## PROBLEM DESCRIPTION
Extend the system redundancy passage below from the point where it stops.

══ PASSAGE PROVIDED

What are the two primary concepts of system redundancy?

They are:

  • Process redundancy, i.e. storage capacity in a system
  • Equipment/Technology Redundancy

Process Redundancy is the amount of spare capacity built into the resources or physical assets in a system. Maximum downtime allowance for specific components within a system is often directly related to the process redundancy capacity. Maintenance staff are usually very clear about these requirements and deadlines. Examples include; the storage capacity in a warehouse, amount of water in a reservoir, volume of product contained in a pipeline, battery capacity in a UPS

 

Equipment Redundancy generally includes all of the infrastructure and software systems used for monitoring, controlling and reporting of a process plant or systems. It includes telecommunications and any transportation of resources required to facilitate normal operation, i.e. all non-process redundancy items.

 

The purpose of this discussion is to review a few key areas when designing equipment redundancy. Although not explored here, process redundancy should be considered at all phases of equipment redundancy as it may negate its need in certain circumstances.

When is a RAM STUDY (Reliability, Availability and Maintainability) required?

════
══ RECORDED INFORMATION

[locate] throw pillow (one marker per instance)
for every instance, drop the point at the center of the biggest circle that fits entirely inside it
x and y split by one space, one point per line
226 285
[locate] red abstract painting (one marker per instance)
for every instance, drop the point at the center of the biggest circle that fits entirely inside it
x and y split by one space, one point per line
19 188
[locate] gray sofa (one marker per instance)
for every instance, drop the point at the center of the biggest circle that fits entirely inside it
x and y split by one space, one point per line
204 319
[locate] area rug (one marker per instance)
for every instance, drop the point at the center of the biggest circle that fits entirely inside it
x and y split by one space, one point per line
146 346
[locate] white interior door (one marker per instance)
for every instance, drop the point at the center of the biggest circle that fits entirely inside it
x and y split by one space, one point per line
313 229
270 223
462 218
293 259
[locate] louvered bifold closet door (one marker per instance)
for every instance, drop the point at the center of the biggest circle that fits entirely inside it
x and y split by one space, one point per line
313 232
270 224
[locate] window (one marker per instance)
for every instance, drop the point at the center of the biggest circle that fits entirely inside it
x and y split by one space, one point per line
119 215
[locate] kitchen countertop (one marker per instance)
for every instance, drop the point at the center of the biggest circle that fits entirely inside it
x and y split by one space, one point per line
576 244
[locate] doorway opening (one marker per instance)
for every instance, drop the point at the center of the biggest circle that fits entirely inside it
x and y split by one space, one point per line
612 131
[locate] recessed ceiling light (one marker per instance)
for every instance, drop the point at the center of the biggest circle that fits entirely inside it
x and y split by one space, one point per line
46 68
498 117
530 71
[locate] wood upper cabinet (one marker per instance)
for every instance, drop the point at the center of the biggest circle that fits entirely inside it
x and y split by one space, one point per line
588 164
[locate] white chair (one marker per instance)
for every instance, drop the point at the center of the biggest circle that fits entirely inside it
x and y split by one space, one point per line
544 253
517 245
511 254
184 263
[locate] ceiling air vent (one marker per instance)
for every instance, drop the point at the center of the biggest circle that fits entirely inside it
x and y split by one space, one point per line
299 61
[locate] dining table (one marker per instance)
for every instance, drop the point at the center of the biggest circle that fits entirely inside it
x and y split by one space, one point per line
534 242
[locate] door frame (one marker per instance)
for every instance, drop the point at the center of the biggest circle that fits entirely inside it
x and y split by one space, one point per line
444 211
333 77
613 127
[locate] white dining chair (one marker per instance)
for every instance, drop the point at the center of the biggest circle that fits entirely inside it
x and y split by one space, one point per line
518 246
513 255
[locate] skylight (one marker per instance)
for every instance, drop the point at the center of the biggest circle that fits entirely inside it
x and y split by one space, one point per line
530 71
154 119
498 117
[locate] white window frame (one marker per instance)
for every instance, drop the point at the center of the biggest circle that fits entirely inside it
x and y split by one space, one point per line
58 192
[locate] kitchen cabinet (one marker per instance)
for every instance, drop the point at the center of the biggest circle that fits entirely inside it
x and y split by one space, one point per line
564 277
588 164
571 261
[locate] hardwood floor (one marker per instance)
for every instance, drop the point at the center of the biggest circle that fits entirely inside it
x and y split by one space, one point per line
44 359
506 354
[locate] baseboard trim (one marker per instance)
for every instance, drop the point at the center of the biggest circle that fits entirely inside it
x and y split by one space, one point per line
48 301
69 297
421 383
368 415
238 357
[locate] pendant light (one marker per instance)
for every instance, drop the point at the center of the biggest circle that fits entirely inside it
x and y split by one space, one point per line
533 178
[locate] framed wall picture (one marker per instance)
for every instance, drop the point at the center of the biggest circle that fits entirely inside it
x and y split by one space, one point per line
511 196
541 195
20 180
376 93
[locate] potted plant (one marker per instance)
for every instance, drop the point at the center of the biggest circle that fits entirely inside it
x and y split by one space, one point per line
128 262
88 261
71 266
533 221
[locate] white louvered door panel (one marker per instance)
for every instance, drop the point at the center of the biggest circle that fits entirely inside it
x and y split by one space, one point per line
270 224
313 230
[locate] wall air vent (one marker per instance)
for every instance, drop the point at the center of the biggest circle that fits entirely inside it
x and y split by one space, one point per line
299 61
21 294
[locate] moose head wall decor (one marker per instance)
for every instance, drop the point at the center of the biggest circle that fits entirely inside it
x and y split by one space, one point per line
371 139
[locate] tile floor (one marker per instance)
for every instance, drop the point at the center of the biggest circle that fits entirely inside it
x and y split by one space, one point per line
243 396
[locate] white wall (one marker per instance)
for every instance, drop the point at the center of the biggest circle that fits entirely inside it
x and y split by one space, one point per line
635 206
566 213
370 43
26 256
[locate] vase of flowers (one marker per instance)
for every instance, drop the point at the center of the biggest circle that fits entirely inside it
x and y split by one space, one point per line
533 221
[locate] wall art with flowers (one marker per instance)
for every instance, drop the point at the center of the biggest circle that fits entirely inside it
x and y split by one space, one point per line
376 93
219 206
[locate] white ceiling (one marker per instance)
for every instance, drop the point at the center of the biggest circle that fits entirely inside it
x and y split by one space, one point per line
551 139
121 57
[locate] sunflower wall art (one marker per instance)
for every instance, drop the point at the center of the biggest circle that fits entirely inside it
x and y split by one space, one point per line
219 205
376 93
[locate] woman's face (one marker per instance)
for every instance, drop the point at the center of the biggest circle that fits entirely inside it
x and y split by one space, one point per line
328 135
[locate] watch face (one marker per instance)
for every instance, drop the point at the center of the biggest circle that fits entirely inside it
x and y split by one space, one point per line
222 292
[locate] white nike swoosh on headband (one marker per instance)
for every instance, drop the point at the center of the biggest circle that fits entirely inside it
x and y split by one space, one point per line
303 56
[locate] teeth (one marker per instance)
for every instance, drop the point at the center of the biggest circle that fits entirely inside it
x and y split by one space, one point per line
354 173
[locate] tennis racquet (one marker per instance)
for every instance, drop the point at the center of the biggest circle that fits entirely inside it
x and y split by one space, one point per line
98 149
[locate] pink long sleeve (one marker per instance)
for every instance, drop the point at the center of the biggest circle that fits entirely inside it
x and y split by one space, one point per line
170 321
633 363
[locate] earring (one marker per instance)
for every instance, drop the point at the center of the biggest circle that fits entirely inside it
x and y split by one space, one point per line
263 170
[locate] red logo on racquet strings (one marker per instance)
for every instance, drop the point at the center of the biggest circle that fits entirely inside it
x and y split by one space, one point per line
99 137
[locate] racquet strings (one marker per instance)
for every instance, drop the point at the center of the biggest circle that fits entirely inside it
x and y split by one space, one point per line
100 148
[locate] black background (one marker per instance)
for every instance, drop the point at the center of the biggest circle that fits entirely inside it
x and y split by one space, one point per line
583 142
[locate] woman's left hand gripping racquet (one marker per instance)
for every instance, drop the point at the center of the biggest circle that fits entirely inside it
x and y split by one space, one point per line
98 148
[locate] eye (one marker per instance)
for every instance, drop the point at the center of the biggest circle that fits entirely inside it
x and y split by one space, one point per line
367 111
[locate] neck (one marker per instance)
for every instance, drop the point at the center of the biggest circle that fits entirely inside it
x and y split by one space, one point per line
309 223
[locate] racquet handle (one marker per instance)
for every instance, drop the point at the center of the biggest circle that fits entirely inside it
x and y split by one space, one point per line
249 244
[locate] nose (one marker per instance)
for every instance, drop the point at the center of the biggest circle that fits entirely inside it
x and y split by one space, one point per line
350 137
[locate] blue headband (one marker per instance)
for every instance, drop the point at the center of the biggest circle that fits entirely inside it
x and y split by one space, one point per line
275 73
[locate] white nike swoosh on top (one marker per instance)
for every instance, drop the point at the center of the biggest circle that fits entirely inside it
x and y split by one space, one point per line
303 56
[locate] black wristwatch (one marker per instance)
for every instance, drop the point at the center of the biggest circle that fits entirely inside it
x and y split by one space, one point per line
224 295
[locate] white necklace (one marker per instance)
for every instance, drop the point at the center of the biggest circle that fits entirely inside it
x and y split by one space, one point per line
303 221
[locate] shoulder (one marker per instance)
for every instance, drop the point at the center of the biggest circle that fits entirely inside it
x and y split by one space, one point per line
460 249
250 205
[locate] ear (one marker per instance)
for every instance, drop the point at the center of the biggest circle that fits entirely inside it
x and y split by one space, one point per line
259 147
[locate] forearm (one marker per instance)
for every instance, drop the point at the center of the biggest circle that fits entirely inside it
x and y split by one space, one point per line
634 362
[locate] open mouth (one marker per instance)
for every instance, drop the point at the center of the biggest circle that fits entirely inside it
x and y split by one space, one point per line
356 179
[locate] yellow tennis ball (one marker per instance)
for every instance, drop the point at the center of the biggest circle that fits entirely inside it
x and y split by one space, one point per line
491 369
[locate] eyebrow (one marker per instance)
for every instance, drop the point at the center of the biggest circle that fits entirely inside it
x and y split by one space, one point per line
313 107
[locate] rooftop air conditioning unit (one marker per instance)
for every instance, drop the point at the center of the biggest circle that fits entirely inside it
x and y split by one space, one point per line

════

## EXPECTED OUTPUT
There are a number of reasons an organisation may conduct a RAM study. Firstly, if the system availability is known (perhaps by a specified standard or based on experience) a new system design may be reviewed by conducting a RAM study. The results of a RAM study include design artefacts that can be forever referenced throughout the lifecycle of the asset or its automation system. If a component changes (or there is fundamental change to the way the asset operates) the design should be reconsidered against the new inputs. Alternatively, when a design is determined based on accepted best practice ie a defined architecture supplied by a vendor, a RAM study may be considered to establish what the system availability is and therefore the operational performance can be measured against a reasonable expectation. The latter approach is not typical for critical infrastructure solutions. Usually critical plant operators know the tolerable down time over any given period and therefore the design is developed against this benchmark.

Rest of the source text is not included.